**SOURCE TEXT:**
3. BFGS: Quasi-Newton Methods¶
Computing and inverting the full Hessian costs $O(D^3)$ per step. Quasi-Newton methods build an approximation to the Hessian iteratively, using only gradient information.
The BFGS Update¶
BFGS (Broyden-Fletcher-Goldfarb-Shanno) maintains an approximation $\mathbf{B}_t \approx \mathbf{H}_t$ that is updated with a rank-2 correction at each step:
$$\mathbf{B}_{t+1} = \mathbf{B}_t + \frac{\mathbf{y}_t \mathbf{y}_t^\top}{\mathbf{y}_t^\top \mathbf{s}_t} - \frac{(\mathbf{B}_t \mathbf{s}_t)(\mathbf{B}_t \mathbf{s}_t)^\top}{\mathbf{s}_t^\top \mathbf{B}_t \mathbf{s}_t}$$
where:
- $\mathbf{s}_t = \boldsymbol{\theta}_t - \boldsymbol{\theta}_{t-1}$ — the parameter step
- $\mathbf{y}_t = \mathbf{g}_t - \mathbf{g}_{t-1}$ — the gradient difference
Inverse Hessian Form¶
BFGS can also directly update an approximation to the inverse Hessian $\mathbf{C}_t \approx \mathbf{H}_t^{-1}$:
$$\mathbf{C}_{t+1} = \left(\mathbf{I} - \frac{\mathbf{s}_t \mathbf{y}_t^\top}{\mathbf{y}_t^\top \mathbf{s}_t}\right) \mathbf{C}_t \left(\mathbf{I} - \frac{\mathbf{y}_t \mathbf{s}_t^\top}{\mathbf{y}_t^\top \mathbf{s}_t}\right) + \frac{\mathbf{s}_t \mathbf{s}_t^\top}{\mathbf{y}_t^\top \mathbf{s}_t}$$
This avoids the $O(D^3)$ cost of solving a linear system at each step — only $O(D^2)$ for matrix-vector products.
Wolfe Conditions¶
BFGS requires a line search satisfying the Wolfe conditions:
- Armijo (sufficient decrease): $\mathcal{L}(\boldsymbol{\theta}_t + \eta\mathbf{d}_t) \leq \mathcal{L}(\boldsymbol{\theta}_t) + c_1 \eta \mathbf{d}_t^\top\mathbf{g}_t$
- Curvature: $\nabla\mathcal{L}(\boldsymbol{\theta}_t + \eta\mathbf{d}_t)^\top\mathbf{d}_t \geq c_2 \mathbf{d}_t^\top\mathbf{g}_t$
These ensure the Hessian approximation remains positive definite.
def wolfe_line_search(loss_fn, grad_fn, theta, d, g, c1=1e-4, c2=0.9,
eta_init=1.0, max_iter=25, **kwargs):
"""Backtracking line search satisfying both Wolfe conditions."""

**THE DATA:**

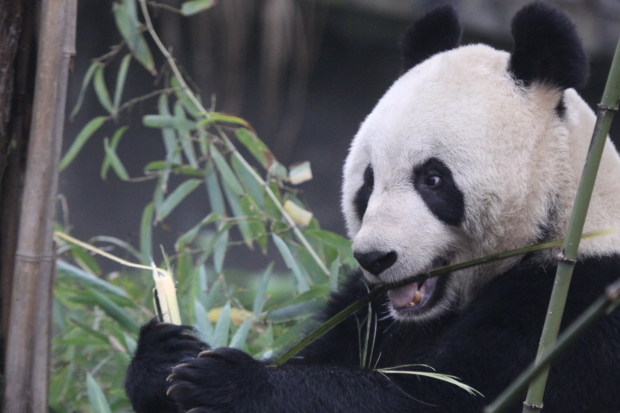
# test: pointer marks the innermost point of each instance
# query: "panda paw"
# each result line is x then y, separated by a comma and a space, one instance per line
220, 380
161, 346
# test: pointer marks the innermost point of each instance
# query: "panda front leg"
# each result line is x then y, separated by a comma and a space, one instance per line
161, 346
229, 380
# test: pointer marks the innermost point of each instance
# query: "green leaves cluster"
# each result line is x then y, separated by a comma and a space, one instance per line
97, 315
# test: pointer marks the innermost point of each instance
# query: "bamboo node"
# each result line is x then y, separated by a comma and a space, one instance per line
534, 407
613, 291
33, 258
605, 108
563, 258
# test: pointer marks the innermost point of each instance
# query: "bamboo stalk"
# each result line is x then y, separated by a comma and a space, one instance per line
602, 306
27, 354
361, 302
607, 108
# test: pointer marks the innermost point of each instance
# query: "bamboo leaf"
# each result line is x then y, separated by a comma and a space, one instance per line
114, 160
95, 396
85, 82
216, 199
185, 138
238, 340
126, 17
219, 252
168, 134
119, 243
203, 324
334, 271
215, 117
302, 284
176, 168
176, 197
85, 260
227, 174
167, 122
101, 90
190, 235
146, 234
113, 310
235, 205
121, 77
113, 145
255, 222
295, 311
222, 328
443, 377
196, 6
87, 131
181, 94
299, 215
249, 182
257, 148
259, 297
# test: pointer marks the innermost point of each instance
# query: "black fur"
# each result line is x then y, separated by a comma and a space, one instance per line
444, 200
486, 345
363, 194
439, 30
547, 48
161, 347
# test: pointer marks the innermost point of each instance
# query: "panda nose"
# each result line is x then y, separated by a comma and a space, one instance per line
375, 262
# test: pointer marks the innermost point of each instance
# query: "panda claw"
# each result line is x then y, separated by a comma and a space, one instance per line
190, 336
206, 353
179, 367
172, 389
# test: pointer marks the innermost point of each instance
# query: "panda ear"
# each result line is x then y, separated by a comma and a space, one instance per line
547, 48
439, 30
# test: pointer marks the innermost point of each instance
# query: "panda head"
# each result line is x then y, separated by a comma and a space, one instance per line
472, 151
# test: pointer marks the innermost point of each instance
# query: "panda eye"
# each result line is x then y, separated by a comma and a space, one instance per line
433, 180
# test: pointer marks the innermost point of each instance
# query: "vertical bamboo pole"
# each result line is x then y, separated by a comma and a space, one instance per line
607, 109
27, 354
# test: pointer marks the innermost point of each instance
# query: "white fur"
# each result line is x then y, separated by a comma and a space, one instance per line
510, 154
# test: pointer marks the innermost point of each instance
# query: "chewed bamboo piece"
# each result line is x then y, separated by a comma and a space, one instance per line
166, 296
164, 282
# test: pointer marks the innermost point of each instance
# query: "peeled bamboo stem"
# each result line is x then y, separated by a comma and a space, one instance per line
27, 354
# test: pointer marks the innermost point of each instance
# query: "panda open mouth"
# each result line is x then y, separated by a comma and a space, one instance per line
414, 296
417, 296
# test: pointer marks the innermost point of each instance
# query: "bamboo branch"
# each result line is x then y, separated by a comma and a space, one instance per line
27, 354
604, 305
606, 110
229, 144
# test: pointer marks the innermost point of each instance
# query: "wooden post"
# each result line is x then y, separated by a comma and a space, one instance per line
27, 353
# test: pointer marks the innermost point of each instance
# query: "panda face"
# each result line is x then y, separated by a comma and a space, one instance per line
455, 162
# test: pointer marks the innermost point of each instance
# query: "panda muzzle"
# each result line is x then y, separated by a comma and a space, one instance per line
414, 295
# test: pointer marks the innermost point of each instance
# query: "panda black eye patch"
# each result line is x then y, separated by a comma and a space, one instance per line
363, 194
433, 181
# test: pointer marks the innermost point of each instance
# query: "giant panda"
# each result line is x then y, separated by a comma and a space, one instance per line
471, 151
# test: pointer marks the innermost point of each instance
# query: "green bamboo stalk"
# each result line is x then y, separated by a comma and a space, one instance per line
352, 308
602, 306
607, 108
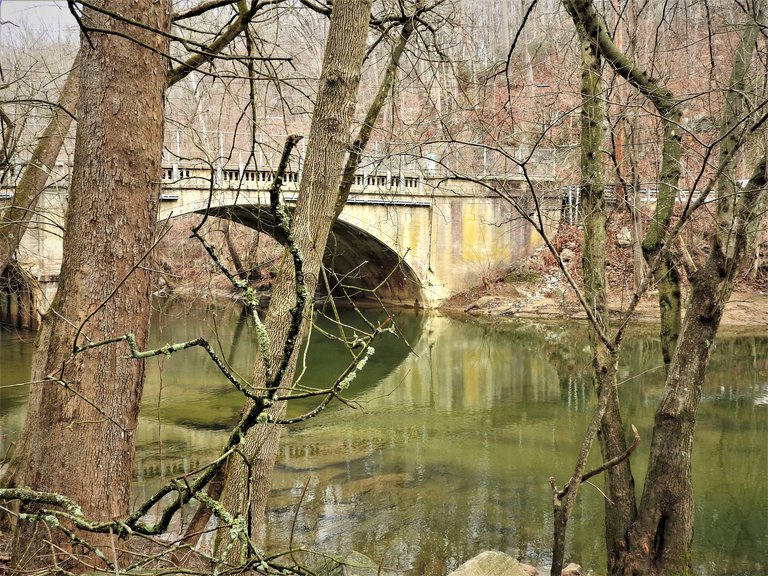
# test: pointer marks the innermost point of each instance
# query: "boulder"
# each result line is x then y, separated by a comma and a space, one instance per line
491, 563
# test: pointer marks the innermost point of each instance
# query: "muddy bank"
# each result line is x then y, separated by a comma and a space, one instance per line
550, 297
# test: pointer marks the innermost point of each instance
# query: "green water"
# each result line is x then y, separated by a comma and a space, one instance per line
455, 436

**TASK SET:**
#1 Reproduce the BFGS text word for word, from "Wolfe Conditions¶" down to "remains positive definite.".
#2 List every parameter of wolfe_line_search in the BFGS text that has a default value, with that value.

**SOLUTIONS BELOW:**
#1
Wolfe Conditions¶
BFGS requires a line search satisfying the Wolfe conditions:
- Armijo (sufficient decrease): $\mathcal{L}(\boldsymbol{\theta}_t + \eta\mathbf{d}_t) \leq \mathcal{L}(\boldsymbol{\theta}_t) + c_1 \eta \mathbf{d}_t^\top\mathbf{g}_t$
- Curvature: $\nabla\mathcal{L}(\boldsymbol{\theta}_t + \eta\mathbf{d}_t)^\top\mathbf{d}_t \geq c_2 \mathbf{d}_t^\top\mathbf{g}_t$
These ensure the Hessian approximation remains positive definite.

#2
- c1 = 1e-4
- c2 = 0.9
- eta_init = 1.0
- max_iter = 25